# [Task 1]
In the generator reference passage, what kind of comparator determines the order of elements that gmerge, gunion and gintersection yield?

# [Passage to read]
——————

The gen argument should generate generators and/or sequences. Returns a generator that yields elements from the first generator/sequence, then the second one, then the third, etc.

It is similar to (apply gappend (generator->list gen)), except that gconcatenate can work even gen generates infinite number of generators.

 
($ generator->list $ gconcatenate
   $ list->generator `(,(giota 3) ,(giota 2)))
 ⇒ (0 1 2 0 1)
gmerge comparator gen gen2 …
gunion comparator gen gen2 …
gintersection comparator gen gen2 …

Creates a generator that yields elements out of input generators, with the order determined by a SRFI 114 comparator. Gmerge returns all the elements; gunion returns all the elements that are distinct in the sense of the comparator; gintersection returns all the elements that appear in all the generators.

Each input generator must yield appropriately ordered elements by itself; otherwise the result won't be ordered.

If only one generator is given, it is just returned. In that case, constructor is ignored.

 
(generator->list (gmerge < '(1 3 8) '(5) '(2 4)))
  ⇒ '(1 2 3 4 5 8)
gmap proc gen gen2 …

Returns a generator that yields a value returned by proc applied on the values from given generators. The returned generator terminates when any of the given generator is exhausted.

Note: This differs from generator-collect, which consumes all values at once and returns the results as a list, while gmap returns a generator immediately without consuming input.

gmap-accum proc seed gen gen2 …

A generator version of map-accum, mapping with states.

The proc argument is a procedure that takes as many arguments as the input generators plus one. It is called as (proc v v2 … seed) where v, v2, … are the values yielded from the input generators, and seed is the current seed value. It must return two values, the yielding value and the next seed.

gfilter pred gen
gremove pred gen

Returns a generator that yield the items from the source generator, except those on which pred answers false or true respectively.

gfilter-map proc gen gen2 …

Works the same as (gfilter values (gmap proc gen gen2 …)), only slightly more efficiently.

gstate-filter proc seed gen

This allows stateful filtering of a series. The proc argument must be a procedure that takes a value V from the source generator and a seed value. It should return two values, a boolean flag and the next seed value. If it returns true for the boolean flag, the generator yields V. Otherwise, the generator keeps calling proc, with updating the seed value, until it sees the true flag value or the source generator is exhausted.

The following example takes a generator of oscillating values and yields only values that are greater than their previous value.

 
(generator->list
 (gstate-filter (^[v s] (values (< s v) v)) 0
                (list->generator '(1 2 3 2 1 0 1 2 3 2 1 0 1 2 3))))
 ⇒ (1 2 3 1 2 3 1 2 3)
gbuffer-filter proc seed gen

This procedure allows n-to-m mapping between elements in input and output — that is, you can take a look at serveral input elements to generate one or more output elements.

——————

# [Material for the task]

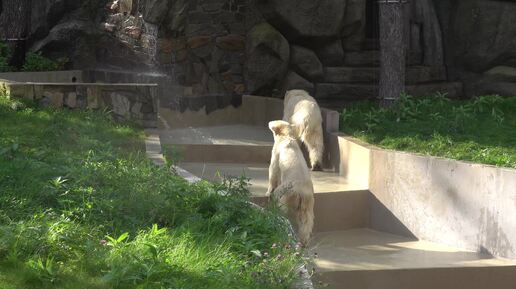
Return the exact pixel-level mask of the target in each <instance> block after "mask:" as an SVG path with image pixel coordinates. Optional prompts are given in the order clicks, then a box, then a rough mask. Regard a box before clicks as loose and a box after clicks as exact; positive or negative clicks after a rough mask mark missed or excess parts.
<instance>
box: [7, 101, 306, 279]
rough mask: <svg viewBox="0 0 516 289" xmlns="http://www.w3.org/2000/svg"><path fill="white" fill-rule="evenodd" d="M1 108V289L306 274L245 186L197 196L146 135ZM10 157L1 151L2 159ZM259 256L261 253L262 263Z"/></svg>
mask: <svg viewBox="0 0 516 289" xmlns="http://www.w3.org/2000/svg"><path fill="white" fill-rule="evenodd" d="M11 106H12V100H9V99H7V98H5V97H0V114H1V118H2V121H1V122H0V135H1V136H2V137H0V148H1V150H2V152H3V151H4V150H5V152H4V153H3V154H1V155H0V192H1V194H0V276H2V277H1V278H0V288H13V289H21V288H57V289H60V288H63V289H64V288H92V289H106V288H115V289H118V288H124V289H125V288H129V289H136V288H151V289H153V288H156V289H158V288H159V289H161V288H215V289H218V288H220V289H222V288H244V289H245V288H249V289H251V288H253V289H254V288H272V289H285V288H291V287H292V284H293V282H294V281H295V280H296V278H298V274H297V272H296V270H295V269H296V268H298V266H299V264H300V262H303V258H302V257H301V253H302V252H301V250H302V249H299V248H297V249H296V248H295V246H294V245H293V244H291V239H290V238H289V235H288V232H287V231H286V229H285V226H284V224H283V223H282V222H281V219H280V218H279V217H278V216H279V214H278V211H277V210H275V209H272V208H271V209H263V210H262V209H258V208H256V207H255V206H253V205H251V204H250V203H249V190H248V180H247V179H246V178H245V177H241V178H225V179H224V180H223V181H222V182H221V183H218V184H212V183H208V182H199V183H197V184H189V183H188V182H186V181H185V180H183V179H182V178H180V177H178V176H176V175H173V174H171V173H170V171H169V169H168V168H167V167H163V168H160V167H156V166H154V165H153V164H152V163H151V162H150V161H149V160H148V159H147V157H146V155H145V153H144V151H143V144H142V141H143V139H142V138H143V135H144V134H143V131H142V130H141V129H139V128H138V127H135V126H131V125H128V124H125V123H124V124H120V123H116V122H114V121H113V119H111V118H110V117H109V116H108V115H106V114H103V113H102V112H95V111H70V110H57V109H40V108H36V107H25V108H20V109H17V110H13V109H11ZM4 148H5V149H4ZM252 252H260V256H257V255H256V254H253V253H252Z"/></svg>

——————

# [Task 2]
In the rows, replace "rough mask" with "coarse mask" in everything from the start of the rows down to the line containing "box: [7, 101, 306, 279]". Give only those lines and leave out the pictures.

# [Task response 1]
A SRFI 114 comparator.

# [Task response 2]
Return the exact pixel-level mask of the target in each <instance> block after "mask:" as an SVG path with image pixel coordinates. Optional prompts are given in the order clicks, then a box, then a coarse mask. Regard a box before clicks as loose and a box after clicks as exact; positive or negative clicks after a coarse mask mark missed or excess parts.
<instance>
box: [7, 101, 306, 279]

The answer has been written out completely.